ACTIVITY A: List every person named in the passage on New South Wales drug policy, with the position the passage gives each one.
ACTIVITY B:
Decide whether each statement below agrees with the passage on New South Wales drug policy. Answer yes or no for each and quote the words from the passage that settle it.
(i) The drug bust mistakes built up gradually starting in 2010.
(ii) The first location of the 'Dob in a Dealer' campaign is Tweed Heads.
(iii) The 'Dob in a Dealer' campaign will be held in 20 locations across NSW.
ACTIVITY C:
Use the passage on New South Wales drug policy to answer these questions.
(i) According to Troy Grant, which drug trade does the new policy primarily aim at?
(ii) How many recorded drug use/possession events last year never actually happened?
(iii) Whom will people be encouraged to contact under the 'Dob in a Dealer' campaign?

EXERCISE PASSAGE:
Indeed, the presumption of innocence before being proven guilty – along with a person’s right to privacy and control of their personal possessions – is not some luxury. Rather, it is the hallmark of a liberal, democratic society. These are rights won through thousands of years of struggle, waged to prevent our rulers from sending in their forces to take what they want and arrest whoever they wish. They were won through blood, sweat and tears. Our ancestors’ sacrifices for these rights are simply incommensurable.
The Dangers of Scope Creep
While current Police Minister Troy Grant noted that the new policy primarily aims at the crystal meth and heroin trade, there are concerns that this ‘pilot’ has the potential to extend to all of New South Wales once instituted, and be used for all kinds of illicit drugs. Its application is likely to quickly expand far beyond the initial scope of the proposal.
This may be why former Federal Police commissioner Mick Palmer said he was “quietly infuriated” by the NSW government’s plan. He attentively noted that “drug use is a reality we can’t prevent”.
The Australian police forces already possess significant powers to strip search, hold without charge, tap into communications and more. Our leaders, who are supposedly here to represent us, are either in open support of these authoritarian abuses of power, or are too impotent and self-serving to uniformly stand against their further expansion.
Misreporting of Drug Arrests
Additionally, it was revealed not long ago that drug busts have been mistakenly double-counted in NSW for the past seven years.  This exaggerated data has been used to justify these crackdowns on drug users; which in turn, has supported ill-informed policies which curb civil liberties. 
NSW Bureau of Crime Statistics and Research director Dr Don Weatherburn admitted his bureau was at fault.  He said the drug bust mistakes built gradually from 2010. Cocaine and ecstasy possession reports to police were inflated more than 30 per cent in recent years.  Last year in total, there were 13,350 recorded drug use/possession events that never actually happened. 
“When we saw they [NSW Police] were doing searches and they were proving positive [drug detection] we just assumed they hadn’t recorded that positive result, so we added it in ourselves. That was a mistake because they were adding it in,” Dr Weatherburn said. 
The ‘War on Drugs’ is a Policy Failure
The New South Wales government’s proposals for cracking down on illicit drugs represent a broader attack on the rights of individuals by corrupt institutions, indicating a senseless return to the ‘War on Drugs’ of the 20th Century – an approach which is well known for its sheer ineffectiveness for curbing addiction and drug use, along with the myriad negative impacts these policies have on already marginalised members of our society.
In line with their consistent assault on the vulnerable and those in need of help, the Liberals plan to weaponise entire communities against themselves with their ‘Dob in a Dealer’ campaign; a commonwealth-funded initiative where regular people will be encouraged to snitch on producers, traffickers and suppliers of drugs by contacting Crime Stoppers. This campaign will be held in 14 locations across NSW, with the first rolling out in Tweed Heads.
If community safety was really the highest priority of the newly-elected Liberal-National government, they would acknowledge how these policies contribute to the perpetuation of the very same cycles of depravity they say they’re committed to addressing.

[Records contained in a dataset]
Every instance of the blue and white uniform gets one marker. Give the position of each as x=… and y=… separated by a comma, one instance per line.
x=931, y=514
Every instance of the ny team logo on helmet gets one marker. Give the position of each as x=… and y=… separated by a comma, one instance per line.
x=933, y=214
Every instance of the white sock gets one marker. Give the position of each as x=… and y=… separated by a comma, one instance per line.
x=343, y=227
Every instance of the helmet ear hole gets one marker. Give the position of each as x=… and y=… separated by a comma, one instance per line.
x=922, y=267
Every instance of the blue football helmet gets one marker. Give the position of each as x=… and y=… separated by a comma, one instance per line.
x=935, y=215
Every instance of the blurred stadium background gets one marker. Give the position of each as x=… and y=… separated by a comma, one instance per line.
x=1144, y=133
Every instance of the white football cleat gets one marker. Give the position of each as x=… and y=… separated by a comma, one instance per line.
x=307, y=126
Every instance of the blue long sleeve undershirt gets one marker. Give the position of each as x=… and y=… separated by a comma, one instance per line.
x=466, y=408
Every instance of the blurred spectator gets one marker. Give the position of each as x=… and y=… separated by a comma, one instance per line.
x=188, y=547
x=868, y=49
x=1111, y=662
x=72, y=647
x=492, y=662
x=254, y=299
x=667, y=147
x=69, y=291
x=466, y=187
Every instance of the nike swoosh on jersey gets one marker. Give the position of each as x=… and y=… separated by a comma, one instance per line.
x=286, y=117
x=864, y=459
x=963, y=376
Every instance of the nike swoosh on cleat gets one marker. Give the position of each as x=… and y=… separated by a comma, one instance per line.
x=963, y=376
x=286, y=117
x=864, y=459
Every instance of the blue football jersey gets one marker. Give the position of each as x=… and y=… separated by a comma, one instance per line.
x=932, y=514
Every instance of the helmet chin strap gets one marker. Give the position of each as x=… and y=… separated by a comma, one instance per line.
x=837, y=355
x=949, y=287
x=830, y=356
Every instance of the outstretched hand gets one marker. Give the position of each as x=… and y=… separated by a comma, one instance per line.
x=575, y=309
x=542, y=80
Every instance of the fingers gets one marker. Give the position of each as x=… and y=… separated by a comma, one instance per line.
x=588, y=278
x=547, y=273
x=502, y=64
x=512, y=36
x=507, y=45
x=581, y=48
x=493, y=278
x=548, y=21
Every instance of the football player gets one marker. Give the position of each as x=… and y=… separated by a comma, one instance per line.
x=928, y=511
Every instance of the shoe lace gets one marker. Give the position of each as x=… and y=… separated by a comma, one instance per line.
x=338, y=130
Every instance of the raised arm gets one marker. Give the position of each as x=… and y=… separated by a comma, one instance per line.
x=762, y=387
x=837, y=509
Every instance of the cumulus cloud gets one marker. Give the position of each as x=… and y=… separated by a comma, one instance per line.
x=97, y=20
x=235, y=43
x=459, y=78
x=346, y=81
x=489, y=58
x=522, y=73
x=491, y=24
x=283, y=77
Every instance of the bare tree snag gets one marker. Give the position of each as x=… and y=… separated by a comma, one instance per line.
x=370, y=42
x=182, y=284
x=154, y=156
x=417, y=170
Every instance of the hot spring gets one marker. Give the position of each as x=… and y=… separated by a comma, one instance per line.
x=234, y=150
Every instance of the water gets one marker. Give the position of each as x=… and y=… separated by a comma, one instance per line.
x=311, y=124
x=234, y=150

TASK ANSWER A:
Troy Grant, current Police Minister
Mick Palmer, former Federal Police commissioner
Dr Don Weatherburn, NSW Bureau of Crime Statistics and Research director

TASK ANSWER B:
(i) Yes: "He said the drug bust mistakes built gradually from 2010."
(ii) Yes: "with the first rolling out in Tweed Heads"
(iii) No: "This campaign will be held in 14 locations across NSW"

TASK ANSWER C:
(i) The crystal meth and heroin trade.
(ii) 13,350.
(iii) Crime Stoppers.